_EJERCICIOS PROPUESTOS_
1. Según el texto sobre las sonrisas tonteriles, ¿por qué estos personajes no podrían aparecer en una novela realista?
2. Prosigue el texto sobre las sonrisas tonteriles a partir de su última oración.

Como si su presencia no se debiera a un
pacto de realidad, con el minuto a minuto, es más como si fueran en contra del devenir del mundo, la rebeldía está en la boca del tonto o la tonta y específicamente su sonrisa es el himno revolucionario de cualquier normativa. Por tal motivo no podrían ser personajes de novela
realista; porque su aparición se debe a un capricho, no social o político, sino poético, a una junta de azares o de
citas imposibles de justificar.
Su virtud radica
precisamente en esa vacuidad espacio-temporal que su rostro transpira; por
ejemplo, yo las he visto algunas veces en el metro y pareciera que no les
importase ser trituradas por los hedores y por los odres pesarosos de tanto
trabajador o por la pereza con que el metro decide si mueve dos, diez o todas
sus ruedas por una buena vez o se queda a pastar por siempre en alguna de las
infinitas estaciones de la ciudad. Yo las veo y de inmediato esas sonrisas
tonteriles empiezan a devorar el peso de las horas, de la quincena flaca y el
estómago a punto del desmayo. De buenas a primeras, bajo su égida todo se trastoca, se instituye dulcioneo el mundo.
Ellas, en su
tonteril vaguedad pareciera que no estuviesen en el mismo vagón en el que tanta gente junta sus carnes; porque algo nos separa de ellas, como si de sus sonrisas a nosotros existiera un
kilómetro de distancia, todo un universo donde el dolor del cuerpo, su
cansancio y los años –sobre todo cuando se regresa de la universidad o del
trabajo– no existiesen, como si la tonteril sonrisa tuviera el embrujo de hacer
desaparecer las fatigas humanas, sus trabajos y sus días.
A veces, al verlas
antes de ser difuminado por el bocinazo de los vendedores de discos puedo sentir
el modo en que reconcentran los perfiles de su silueta en la boca; y como si de un imán se tratara, yo mismo soy
arrastrado a ese universo tonteril; me transfiguro, mi cara cambia, miles de
chispas iluminan mi boca; y todo es más claro y espacioso –sobre todo si estoy
en el transporte público–, y de repente estoy en ninguna parte, habito de buenas a primeras
la infancia y todos los recreos del mundo. A partir de ese momento, todo es una apuesta a la sorpresa, a
lo desconocido, mis sentidos se abren pro primera vez: el movimiento del vagón, el sudor del cargador de al lado, el
bostezo del otro sobre mi nariz o el estornudo del estudiante en mi nuca o ese
perfume de campanas vibrando y vibrando sin fatigar sus metales; nada me pesa ni me cansa porque todo lo que me rodea es desconocido o al menos lo veo desde un cariz diferente.

Registros almacenados:
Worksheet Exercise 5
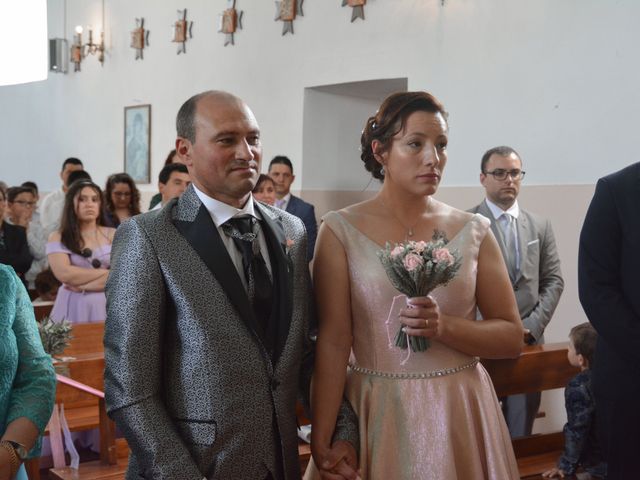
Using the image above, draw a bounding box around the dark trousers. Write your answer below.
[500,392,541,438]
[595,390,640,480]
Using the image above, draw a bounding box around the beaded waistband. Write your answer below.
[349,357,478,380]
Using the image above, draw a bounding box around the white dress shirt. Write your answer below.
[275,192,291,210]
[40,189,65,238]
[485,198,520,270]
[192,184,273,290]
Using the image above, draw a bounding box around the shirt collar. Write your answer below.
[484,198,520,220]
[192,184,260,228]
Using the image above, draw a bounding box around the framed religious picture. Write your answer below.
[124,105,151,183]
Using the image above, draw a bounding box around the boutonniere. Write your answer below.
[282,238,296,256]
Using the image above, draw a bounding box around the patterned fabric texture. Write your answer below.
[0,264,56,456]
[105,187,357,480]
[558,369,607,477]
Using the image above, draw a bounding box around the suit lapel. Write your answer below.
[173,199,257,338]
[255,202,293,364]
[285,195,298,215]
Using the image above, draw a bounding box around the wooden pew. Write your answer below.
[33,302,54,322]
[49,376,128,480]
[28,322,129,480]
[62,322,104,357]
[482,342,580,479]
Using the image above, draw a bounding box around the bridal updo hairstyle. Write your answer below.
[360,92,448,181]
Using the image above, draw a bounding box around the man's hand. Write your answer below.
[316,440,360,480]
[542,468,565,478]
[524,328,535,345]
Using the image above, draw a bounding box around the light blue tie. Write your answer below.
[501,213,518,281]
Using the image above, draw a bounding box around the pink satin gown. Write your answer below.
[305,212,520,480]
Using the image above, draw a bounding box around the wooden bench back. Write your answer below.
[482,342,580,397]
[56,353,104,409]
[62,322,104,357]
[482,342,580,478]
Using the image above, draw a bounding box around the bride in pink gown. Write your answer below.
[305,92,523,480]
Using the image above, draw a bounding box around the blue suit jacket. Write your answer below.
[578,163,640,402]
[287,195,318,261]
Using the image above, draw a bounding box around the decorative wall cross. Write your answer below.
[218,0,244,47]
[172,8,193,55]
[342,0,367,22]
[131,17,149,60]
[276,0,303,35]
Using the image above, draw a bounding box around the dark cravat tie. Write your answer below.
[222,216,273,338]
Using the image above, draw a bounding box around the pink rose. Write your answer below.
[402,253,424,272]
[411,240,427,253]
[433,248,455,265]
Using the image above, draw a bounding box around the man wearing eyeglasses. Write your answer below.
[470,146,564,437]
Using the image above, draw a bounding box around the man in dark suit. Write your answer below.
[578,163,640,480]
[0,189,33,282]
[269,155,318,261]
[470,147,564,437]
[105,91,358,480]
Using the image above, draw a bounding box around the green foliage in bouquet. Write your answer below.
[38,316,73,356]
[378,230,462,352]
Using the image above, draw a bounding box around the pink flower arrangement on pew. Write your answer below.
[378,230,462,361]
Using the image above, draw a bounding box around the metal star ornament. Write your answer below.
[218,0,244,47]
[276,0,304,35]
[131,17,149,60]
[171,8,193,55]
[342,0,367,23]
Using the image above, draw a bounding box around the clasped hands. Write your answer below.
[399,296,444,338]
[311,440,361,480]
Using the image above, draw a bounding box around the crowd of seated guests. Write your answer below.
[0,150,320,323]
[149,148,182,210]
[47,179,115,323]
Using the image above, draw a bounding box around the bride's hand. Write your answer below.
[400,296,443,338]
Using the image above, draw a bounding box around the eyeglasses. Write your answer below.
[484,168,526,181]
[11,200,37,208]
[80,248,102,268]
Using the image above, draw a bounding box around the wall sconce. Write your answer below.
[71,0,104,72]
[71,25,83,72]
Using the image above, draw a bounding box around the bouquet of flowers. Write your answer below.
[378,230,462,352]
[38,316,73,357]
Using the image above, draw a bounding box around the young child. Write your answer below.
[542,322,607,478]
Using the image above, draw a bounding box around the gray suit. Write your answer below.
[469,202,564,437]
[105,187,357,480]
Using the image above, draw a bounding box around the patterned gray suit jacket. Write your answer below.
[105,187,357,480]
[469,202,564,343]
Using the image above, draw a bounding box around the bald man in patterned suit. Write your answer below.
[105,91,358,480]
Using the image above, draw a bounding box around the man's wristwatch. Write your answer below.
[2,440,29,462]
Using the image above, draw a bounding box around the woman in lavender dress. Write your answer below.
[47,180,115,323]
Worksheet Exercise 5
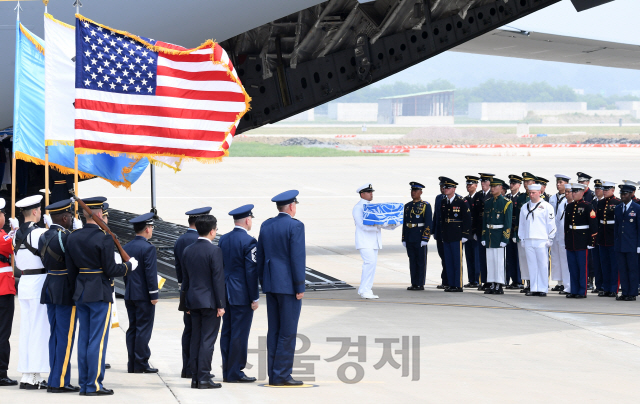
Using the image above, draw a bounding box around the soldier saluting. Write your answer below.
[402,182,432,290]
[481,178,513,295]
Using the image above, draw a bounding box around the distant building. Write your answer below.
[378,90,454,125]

_SOLUCIONES POR EJERCICIO_
1. Porque su aparición se debe a un capricho poético, no social ni político, a una junta de azares o de citas imposibles de justificar.

2.
Nada importa
entonces porque o todo es nuevo o como si por primera vez los percibiera
realmente en su nimiedad; como si tener
la cara de tonto significara volver al olvido y a la inocencia, sopesar de una forma más ligera el peso de las horas; entonces, no tiene la menor importancia tener
los huesos deshechos o los dedos nadando en las aguas encharcadas del zapato
porque no se pudo evitar la lluvia, tampoco me molestaré por el tufo esparcido a lo largo y a lo ancho del transporte. Para el tonto el mundo se mueve demasiado rápido para que se ponga a pensar en esos asuntillos sin importancia, para qué sufrir si la vida se va en un segundo.
Nada importa
porque de un momento a otro estaremos en otro lugar, no hay mal que por bien no
venga, además un rostro perdido y alegre puede refrescarnos la carga del día. Esos
pequeños milagros nos salvan, nos reincorporan al mundo y es entonces cuando nos
vemos sorprendidos, reflejados en las ventanas del metro o de las marquesinas
de la calle con una sonrisa tonta que nos vuelve inmortales o niños y si cae un
diluvio y andamos sin paraguas es mejor bailar bajo la lluvia y seguir el rumbo
de nuestra tonteril sonrisa, al fin y al cabo tarde o temprano terminará de llover.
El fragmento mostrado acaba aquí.